Requirement: Rewrite the material from the line containing "Cam-trap alert: motion was detected. Identify green sepal" through the line containing "387, 637, 458, 683", changing "green sepal" to "dried sepal" and leaving everything else the same.

Available data:
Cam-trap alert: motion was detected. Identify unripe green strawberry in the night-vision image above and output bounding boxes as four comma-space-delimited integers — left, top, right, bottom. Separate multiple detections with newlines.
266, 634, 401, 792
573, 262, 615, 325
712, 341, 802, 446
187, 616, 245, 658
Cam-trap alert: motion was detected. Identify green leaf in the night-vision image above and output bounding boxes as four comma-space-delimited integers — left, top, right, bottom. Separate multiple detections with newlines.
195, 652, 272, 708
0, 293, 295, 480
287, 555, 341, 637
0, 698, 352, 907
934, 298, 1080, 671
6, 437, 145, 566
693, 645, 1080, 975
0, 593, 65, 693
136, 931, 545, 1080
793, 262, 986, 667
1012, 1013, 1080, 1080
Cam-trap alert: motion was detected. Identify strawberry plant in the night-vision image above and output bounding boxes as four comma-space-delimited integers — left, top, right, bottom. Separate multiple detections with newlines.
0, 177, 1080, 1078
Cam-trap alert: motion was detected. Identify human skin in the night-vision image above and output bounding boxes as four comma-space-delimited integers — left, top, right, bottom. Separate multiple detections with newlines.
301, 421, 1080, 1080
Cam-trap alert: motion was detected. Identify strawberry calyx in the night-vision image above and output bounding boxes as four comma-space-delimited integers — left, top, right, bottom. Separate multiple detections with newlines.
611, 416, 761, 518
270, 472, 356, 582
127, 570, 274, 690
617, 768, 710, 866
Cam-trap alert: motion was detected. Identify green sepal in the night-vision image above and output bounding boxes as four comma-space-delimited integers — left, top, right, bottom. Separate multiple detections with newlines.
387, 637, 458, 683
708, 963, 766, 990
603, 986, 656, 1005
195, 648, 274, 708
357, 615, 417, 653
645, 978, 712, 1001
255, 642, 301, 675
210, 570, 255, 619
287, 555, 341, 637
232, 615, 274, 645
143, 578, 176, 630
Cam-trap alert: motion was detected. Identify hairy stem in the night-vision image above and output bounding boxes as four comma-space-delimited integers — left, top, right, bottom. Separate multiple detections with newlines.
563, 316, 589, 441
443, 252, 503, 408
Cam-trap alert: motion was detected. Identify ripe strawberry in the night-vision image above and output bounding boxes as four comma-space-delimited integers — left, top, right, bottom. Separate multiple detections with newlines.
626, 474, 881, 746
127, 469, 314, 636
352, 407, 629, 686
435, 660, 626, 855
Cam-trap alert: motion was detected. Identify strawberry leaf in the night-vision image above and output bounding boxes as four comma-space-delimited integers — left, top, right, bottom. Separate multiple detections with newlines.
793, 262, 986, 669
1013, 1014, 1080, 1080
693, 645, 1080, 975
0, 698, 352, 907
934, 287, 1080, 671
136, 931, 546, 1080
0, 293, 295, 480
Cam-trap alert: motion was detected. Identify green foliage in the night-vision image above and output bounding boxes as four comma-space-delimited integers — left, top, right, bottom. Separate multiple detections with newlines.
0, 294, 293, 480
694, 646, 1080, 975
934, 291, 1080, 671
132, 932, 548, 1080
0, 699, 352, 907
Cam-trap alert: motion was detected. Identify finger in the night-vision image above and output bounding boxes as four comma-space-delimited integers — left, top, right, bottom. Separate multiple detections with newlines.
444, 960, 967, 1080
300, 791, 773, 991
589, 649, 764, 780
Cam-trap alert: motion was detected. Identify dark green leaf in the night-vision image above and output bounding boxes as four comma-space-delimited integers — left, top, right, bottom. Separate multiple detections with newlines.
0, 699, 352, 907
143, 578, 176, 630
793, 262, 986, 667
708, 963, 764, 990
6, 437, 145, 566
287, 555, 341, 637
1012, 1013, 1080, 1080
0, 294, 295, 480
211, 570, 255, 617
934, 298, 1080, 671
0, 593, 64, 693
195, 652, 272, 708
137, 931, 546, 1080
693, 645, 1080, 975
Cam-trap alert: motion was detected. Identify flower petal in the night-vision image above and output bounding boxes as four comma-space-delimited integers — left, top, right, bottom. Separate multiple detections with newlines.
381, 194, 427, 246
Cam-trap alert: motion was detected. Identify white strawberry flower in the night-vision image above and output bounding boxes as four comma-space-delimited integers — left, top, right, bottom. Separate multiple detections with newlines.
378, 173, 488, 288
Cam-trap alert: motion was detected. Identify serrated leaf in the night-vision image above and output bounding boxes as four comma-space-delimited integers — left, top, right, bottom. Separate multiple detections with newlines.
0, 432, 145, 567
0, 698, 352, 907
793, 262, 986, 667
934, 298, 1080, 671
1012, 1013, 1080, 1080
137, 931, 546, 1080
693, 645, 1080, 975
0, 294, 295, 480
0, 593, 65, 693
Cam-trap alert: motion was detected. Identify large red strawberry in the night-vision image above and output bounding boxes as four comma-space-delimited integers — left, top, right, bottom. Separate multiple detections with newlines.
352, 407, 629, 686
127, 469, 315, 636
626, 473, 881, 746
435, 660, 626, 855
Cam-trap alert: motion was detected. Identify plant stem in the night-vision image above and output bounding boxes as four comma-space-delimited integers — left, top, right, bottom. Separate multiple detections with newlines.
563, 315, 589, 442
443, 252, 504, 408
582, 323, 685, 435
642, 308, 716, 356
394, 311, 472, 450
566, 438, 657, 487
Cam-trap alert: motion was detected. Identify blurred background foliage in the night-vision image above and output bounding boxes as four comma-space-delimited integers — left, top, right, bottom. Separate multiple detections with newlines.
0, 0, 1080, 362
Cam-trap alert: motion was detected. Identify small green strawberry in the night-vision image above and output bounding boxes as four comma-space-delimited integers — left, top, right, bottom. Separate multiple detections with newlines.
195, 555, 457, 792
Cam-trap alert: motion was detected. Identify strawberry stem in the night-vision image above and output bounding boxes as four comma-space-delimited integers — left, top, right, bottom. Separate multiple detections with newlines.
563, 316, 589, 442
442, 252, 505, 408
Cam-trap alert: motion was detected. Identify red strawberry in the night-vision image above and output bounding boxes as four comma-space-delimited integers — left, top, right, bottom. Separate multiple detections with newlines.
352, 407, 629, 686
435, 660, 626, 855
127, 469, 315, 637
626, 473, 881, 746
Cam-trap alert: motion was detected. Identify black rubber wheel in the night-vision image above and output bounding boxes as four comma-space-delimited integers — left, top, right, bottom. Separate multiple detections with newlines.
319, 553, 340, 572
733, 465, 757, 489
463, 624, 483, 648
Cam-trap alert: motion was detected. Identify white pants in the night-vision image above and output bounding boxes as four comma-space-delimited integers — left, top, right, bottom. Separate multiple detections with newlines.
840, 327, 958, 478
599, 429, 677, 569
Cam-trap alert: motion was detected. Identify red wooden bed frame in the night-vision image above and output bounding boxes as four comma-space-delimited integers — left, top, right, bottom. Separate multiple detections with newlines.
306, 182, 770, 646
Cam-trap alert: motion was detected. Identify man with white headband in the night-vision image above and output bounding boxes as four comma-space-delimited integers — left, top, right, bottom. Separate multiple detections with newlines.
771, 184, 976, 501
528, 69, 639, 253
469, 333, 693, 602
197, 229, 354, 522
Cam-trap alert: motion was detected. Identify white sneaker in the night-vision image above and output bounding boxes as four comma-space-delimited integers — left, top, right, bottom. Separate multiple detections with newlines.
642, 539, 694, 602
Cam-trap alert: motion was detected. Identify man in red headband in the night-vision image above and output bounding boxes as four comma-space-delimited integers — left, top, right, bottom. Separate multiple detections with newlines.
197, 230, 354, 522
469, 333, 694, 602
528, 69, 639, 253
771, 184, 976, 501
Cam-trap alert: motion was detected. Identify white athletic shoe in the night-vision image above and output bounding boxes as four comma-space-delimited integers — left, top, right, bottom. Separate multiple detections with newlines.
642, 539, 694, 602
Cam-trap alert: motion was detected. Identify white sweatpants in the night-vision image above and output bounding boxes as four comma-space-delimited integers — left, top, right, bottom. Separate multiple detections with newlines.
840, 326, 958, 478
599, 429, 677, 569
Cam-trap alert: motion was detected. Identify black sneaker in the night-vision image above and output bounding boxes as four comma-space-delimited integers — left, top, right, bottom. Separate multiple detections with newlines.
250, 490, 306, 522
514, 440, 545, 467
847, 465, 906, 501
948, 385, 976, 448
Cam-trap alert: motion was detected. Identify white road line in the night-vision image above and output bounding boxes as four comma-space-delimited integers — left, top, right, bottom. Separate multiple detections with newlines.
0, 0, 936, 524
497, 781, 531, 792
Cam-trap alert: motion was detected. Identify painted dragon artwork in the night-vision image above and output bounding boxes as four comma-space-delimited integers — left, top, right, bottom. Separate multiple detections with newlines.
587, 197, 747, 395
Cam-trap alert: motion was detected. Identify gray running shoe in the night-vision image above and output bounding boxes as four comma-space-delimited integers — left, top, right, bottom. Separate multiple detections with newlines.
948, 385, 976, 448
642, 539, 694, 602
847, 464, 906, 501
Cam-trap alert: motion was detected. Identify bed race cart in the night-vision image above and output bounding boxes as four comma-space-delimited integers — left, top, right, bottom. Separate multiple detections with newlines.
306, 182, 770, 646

Right answer:
Cam-trap alert: motion was detected. Identify dried sepal in the night-vision image above and output bounding boxes as four comma-space-delimited integers — left, top, right, bottom. Separate multiple detections with newlines.
387, 637, 458, 683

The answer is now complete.